That woman had third degree burns over her torso. She ultimately got $400,000, which included punitives which aren’t typically a factor in med mal, and she offered to settle for her medical bills. Want to trade places with her?
“and I have seen several cases with multimillion dollar awards where there was no “injury”
Name ‘em.
“So Anon, since you will argue that you are all about patient’s rights, what do you propose to do about all the patients who’s access to care is shot to hell as doctors have to retire early or move to less litigous areas?”
If this alleged lack of care had ever been shown to be true, I’d be more worried. Fact is, rural areas have always been scarce of physicians. But since it worries you – how many physicians per capita, and what specialties, are physicians willing to GUARANTEE if they get the liability protections they want? You say there’s a lack of care because of all these frivolous cases, so what do we get if we eliminate them?
““I’m a doctor” whereupon I was immediately deemed completely unacceptable to the plaintiff’s attorney.”
That’s a lie, because you have no clue who excused you in a jury pool. The judge doesn’t tell you and neither do the lawyers.
This is the problem with all you physicians pontificating on the ills of the law. You have no clue what you’re talking about, and you make up half your statistics, or you swallow whatever your insurers tell you and regurgitate it without examination. Moreover, none of your “cures” do a damn thing for the patient. You cannot promise cheaper medical care, more physicians, more specialists, anything.
“Just like military officers, fellow physicians recognize the extreme trust society has placed in them as they literally hold people’s lives in their hands.”
My goodness, what a bunch of sanctimonious crap.
” I know that John Edwards might have to settle for a home that is a little smaller than his current 25,000 square foot castle. I know aspiring attorneys may have to set their sights on the Gulfstream 500 jet rather than the plusher 550.”
What you don’t get is that great trial lawyers won’t quit working or making money, they just won’t work for ordinary people. They’ll go to work for the Fortune 500 companies. Which is more likely to benefit you?
” I was personally aware of many patients who suffered major permanent disability and/or death as a direct result of specialists being forced out of practice in the rural areas of my state by the malpractice mess, the result being that diagnosis and treatment were delayed for hours as these patients were transported to the University Medical Center, which was the only place in the state where many specialists were still available.”

[Collected data]

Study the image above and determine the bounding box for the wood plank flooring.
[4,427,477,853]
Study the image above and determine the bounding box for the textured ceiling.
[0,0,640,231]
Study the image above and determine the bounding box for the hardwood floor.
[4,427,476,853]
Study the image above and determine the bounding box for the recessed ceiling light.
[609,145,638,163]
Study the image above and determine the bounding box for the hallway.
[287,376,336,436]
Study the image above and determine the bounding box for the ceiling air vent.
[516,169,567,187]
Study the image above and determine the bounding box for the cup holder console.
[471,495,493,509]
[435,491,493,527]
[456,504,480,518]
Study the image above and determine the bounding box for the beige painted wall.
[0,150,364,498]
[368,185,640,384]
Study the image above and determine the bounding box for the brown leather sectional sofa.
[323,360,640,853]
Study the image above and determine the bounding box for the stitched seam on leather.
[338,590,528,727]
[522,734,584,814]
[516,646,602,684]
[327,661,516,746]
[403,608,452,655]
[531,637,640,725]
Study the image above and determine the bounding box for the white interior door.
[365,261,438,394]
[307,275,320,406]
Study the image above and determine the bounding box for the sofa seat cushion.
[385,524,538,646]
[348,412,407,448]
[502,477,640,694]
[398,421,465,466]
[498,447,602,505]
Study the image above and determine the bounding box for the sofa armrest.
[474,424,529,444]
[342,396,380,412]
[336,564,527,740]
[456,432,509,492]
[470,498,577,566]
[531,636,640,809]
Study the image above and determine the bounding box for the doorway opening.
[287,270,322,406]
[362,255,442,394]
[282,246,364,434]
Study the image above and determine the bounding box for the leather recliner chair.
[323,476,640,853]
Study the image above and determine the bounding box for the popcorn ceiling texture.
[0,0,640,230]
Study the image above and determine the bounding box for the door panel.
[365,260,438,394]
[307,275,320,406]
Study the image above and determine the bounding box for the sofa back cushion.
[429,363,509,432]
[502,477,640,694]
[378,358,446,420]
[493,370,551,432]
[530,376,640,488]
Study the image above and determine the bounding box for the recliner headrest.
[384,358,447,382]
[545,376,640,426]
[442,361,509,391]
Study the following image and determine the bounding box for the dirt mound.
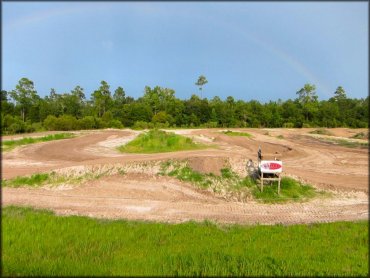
[188,157,226,175]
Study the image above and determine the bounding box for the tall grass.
[309,128,333,136]
[160,160,324,203]
[1,133,75,151]
[2,207,369,276]
[118,129,206,153]
[319,138,369,149]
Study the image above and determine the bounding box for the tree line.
[1,76,369,134]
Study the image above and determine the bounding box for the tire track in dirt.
[3,174,368,224]
[2,129,368,224]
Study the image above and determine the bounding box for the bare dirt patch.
[2,129,368,224]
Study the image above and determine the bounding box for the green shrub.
[118,129,205,153]
[1,206,369,277]
[109,120,123,128]
[44,115,57,130]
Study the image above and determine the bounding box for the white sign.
[259,160,283,174]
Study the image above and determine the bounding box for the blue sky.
[2,2,369,102]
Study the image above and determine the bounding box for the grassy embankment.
[160,160,329,203]
[1,167,125,188]
[118,129,208,153]
[309,129,369,148]
[2,207,369,277]
[1,133,75,151]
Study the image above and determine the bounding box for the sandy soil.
[2,129,369,224]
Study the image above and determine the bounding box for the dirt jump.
[2,128,369,224]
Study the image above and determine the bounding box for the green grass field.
[1,133,75,151]
[2,207,369,277]
[118,129,207,153]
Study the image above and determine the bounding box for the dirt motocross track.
[2,129,369,224]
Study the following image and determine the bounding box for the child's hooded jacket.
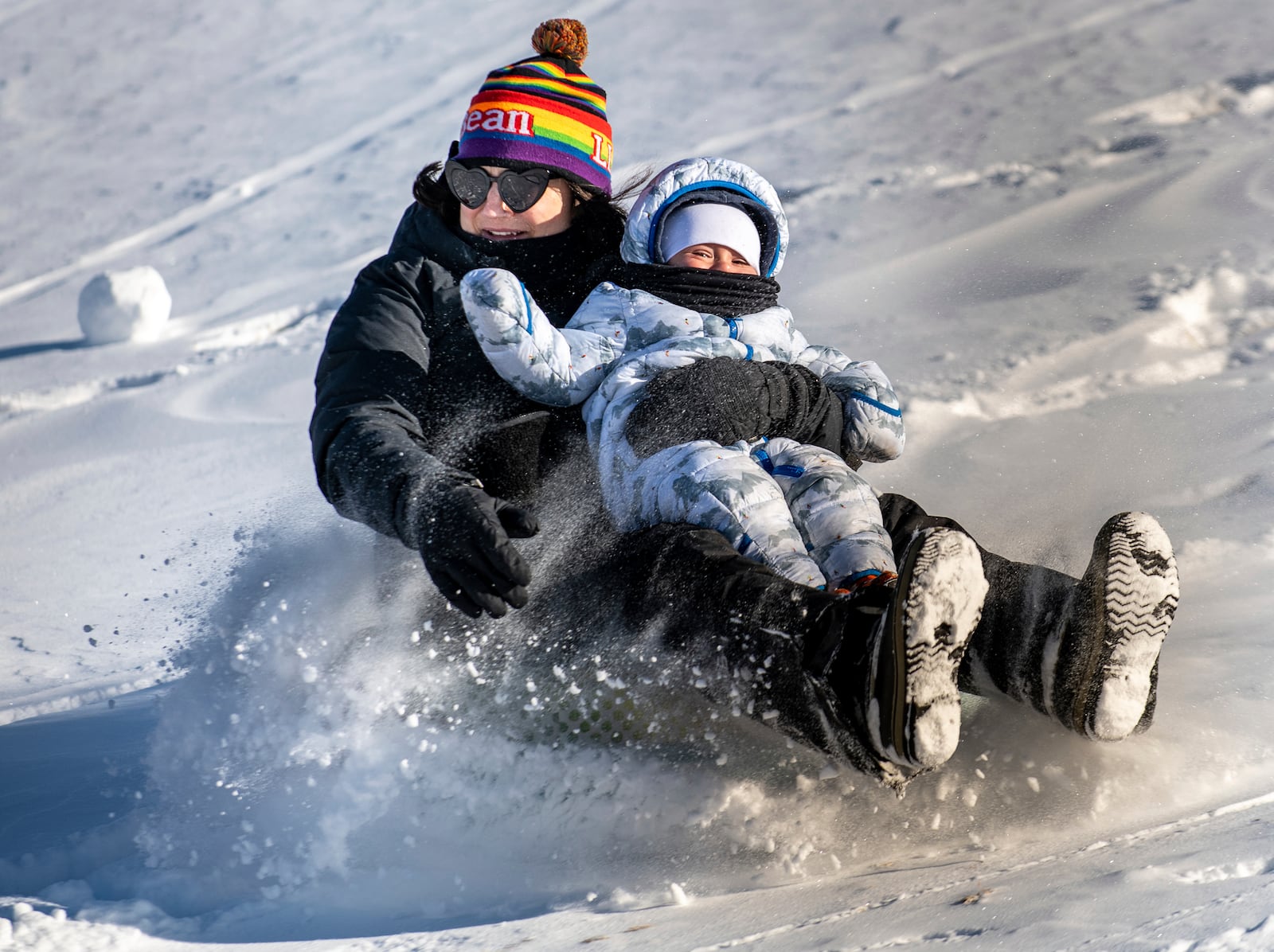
[460,158,903,529]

(TASK INSTRUCTIONS)
Answer these questions about the malpractice debate passage:
(a) How much money did the woman with third degree burns ultimately get?
(b) How large is John Edwards's current home said to be?
(c) To what place were the rural patients transported for diagnosis and treatment?

(OUTPUT)
(a) $400,000
(b) 25,000 square feet
(c) The University Medical Center